The exercise
Reproduce verbatim the part of the rows below that opens with the line containing "Provide one point per instance of the blue" and closes with the line containing "[(828, 260), (237, 261), (23, 430), (501, 188)]", including both of those lines.
::: Data for this task :::
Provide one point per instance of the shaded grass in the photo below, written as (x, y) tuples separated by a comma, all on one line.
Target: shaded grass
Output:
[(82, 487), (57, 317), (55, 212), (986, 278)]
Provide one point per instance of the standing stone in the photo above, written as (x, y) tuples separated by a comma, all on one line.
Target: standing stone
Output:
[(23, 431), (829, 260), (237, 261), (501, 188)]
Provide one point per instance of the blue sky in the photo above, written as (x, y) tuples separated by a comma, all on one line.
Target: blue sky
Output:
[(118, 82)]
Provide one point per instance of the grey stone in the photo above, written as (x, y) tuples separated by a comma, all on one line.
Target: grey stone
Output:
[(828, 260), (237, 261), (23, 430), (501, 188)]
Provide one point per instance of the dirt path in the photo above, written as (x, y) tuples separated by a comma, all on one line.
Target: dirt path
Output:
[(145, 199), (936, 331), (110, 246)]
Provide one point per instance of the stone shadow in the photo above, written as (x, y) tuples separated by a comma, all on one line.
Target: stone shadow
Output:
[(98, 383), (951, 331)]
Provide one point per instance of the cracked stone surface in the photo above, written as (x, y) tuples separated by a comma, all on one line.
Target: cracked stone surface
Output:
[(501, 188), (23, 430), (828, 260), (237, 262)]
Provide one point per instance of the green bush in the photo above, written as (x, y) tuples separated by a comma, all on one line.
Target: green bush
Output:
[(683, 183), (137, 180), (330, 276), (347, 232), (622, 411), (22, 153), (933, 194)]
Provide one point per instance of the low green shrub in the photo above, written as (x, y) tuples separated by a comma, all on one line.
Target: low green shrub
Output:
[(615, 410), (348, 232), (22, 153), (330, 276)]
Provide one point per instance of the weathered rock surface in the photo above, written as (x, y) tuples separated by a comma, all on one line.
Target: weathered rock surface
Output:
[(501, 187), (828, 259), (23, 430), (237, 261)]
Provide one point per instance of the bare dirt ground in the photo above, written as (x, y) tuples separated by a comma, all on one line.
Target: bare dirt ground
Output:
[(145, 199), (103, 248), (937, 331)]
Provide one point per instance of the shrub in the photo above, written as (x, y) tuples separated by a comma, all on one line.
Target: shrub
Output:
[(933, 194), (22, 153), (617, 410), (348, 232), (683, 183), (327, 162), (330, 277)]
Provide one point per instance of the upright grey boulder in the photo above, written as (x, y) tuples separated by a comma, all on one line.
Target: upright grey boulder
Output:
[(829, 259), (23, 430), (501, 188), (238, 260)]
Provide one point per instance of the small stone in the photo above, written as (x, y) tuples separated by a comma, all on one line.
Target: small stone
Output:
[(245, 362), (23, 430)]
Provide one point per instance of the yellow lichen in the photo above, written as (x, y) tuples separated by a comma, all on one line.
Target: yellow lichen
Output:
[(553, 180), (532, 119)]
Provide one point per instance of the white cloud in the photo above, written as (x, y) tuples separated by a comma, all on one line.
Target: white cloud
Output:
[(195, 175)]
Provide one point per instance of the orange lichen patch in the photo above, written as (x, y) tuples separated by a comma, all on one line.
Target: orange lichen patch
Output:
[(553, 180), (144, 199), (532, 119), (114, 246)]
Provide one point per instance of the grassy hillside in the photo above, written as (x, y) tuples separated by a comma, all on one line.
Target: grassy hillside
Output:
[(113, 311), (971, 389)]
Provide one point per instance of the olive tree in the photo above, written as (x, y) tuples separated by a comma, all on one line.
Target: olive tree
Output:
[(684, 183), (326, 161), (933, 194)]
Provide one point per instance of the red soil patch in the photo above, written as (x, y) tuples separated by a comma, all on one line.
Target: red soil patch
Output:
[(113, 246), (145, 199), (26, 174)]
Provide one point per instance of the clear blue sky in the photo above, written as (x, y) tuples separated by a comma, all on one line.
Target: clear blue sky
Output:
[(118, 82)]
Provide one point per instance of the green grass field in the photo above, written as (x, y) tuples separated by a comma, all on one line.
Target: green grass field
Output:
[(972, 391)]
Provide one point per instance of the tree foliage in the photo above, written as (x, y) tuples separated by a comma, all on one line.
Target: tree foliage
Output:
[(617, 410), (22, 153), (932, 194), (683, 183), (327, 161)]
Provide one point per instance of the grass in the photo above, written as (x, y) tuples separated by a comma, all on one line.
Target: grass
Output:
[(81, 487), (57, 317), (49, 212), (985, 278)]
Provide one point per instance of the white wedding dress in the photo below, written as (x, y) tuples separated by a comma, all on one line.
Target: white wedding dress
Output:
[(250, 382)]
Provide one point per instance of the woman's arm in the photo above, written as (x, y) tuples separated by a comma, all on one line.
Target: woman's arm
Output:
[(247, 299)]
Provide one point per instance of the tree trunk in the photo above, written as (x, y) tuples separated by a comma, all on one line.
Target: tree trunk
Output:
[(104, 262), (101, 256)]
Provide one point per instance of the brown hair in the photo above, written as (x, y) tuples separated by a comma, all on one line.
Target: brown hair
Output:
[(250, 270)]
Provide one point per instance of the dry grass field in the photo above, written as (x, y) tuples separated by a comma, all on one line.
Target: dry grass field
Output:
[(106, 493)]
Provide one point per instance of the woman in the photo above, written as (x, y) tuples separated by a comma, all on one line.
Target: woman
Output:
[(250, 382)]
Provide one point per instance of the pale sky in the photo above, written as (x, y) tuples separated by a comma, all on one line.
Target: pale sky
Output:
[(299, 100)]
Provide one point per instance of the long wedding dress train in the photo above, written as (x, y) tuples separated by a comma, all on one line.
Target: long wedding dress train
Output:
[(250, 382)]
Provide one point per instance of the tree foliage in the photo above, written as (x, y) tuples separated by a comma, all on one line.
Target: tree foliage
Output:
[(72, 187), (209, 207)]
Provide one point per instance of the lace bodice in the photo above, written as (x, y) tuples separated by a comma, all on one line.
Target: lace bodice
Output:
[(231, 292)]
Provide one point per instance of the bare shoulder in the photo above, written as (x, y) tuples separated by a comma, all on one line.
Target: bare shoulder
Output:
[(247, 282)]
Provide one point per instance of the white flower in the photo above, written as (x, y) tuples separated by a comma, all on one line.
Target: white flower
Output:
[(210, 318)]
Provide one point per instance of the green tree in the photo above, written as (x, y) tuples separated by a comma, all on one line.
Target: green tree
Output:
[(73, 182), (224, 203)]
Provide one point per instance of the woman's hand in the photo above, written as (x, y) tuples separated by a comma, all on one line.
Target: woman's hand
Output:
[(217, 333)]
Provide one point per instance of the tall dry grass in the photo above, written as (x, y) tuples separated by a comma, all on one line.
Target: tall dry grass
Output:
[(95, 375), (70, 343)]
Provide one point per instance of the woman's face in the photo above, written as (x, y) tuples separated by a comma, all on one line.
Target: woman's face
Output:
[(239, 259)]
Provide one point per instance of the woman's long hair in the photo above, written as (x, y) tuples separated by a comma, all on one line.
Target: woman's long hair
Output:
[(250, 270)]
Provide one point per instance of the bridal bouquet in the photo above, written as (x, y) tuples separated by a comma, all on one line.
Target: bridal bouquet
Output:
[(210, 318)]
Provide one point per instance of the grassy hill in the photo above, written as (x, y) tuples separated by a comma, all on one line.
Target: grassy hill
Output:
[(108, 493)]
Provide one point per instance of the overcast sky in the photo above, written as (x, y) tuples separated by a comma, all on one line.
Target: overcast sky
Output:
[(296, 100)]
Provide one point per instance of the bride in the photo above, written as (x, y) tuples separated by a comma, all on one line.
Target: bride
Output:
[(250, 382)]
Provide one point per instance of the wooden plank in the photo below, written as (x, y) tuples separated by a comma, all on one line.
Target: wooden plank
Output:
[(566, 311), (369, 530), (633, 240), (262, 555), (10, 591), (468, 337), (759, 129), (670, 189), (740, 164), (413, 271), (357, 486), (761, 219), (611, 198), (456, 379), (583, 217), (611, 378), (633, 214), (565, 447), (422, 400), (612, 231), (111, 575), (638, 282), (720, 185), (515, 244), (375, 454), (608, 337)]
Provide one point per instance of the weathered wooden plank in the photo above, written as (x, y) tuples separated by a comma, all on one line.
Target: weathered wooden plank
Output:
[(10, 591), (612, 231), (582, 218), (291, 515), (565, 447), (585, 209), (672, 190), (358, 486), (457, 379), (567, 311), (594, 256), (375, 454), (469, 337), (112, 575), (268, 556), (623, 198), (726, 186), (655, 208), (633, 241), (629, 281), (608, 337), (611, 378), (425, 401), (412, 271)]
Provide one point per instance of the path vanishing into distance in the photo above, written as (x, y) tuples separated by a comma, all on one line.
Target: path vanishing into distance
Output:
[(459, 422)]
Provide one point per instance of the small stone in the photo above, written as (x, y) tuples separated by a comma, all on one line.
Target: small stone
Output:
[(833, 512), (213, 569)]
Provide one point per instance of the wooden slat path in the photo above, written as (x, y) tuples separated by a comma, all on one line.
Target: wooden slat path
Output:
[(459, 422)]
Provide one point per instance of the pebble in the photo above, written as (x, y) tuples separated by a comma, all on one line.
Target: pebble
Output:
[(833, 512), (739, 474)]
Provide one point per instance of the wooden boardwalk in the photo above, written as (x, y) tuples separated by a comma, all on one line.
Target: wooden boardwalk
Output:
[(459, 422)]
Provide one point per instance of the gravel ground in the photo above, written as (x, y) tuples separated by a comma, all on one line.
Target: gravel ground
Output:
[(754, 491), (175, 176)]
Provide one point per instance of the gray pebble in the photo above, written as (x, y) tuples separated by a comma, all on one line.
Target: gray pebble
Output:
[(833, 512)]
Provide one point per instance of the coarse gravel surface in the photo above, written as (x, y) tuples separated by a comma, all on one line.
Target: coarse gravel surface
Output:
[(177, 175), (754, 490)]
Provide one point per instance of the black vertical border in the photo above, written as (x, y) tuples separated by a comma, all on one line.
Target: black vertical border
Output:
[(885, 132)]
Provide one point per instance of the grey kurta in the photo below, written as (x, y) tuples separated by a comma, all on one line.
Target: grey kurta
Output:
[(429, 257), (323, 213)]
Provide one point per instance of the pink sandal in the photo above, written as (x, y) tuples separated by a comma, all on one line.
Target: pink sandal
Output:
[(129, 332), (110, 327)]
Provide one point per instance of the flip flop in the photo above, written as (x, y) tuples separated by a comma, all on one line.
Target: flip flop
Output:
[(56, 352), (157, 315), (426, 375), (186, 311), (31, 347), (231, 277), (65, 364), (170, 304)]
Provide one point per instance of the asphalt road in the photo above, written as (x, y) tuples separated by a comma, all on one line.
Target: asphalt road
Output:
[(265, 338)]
:::
Exercise output
Provide one point per instance of the blue sky in the photo above, written as (x, y) tuples separated by a comma, all on one line.
Target: blue sky
Output:
[(118, 82)]
Provide one point per instance of the grey stone in the photo above, written as (x, y) tuples separated by a comma, all on one line.
Target: grey stone
Output:
[(828, 260), (237, 261), (23, 430), (501, 188)]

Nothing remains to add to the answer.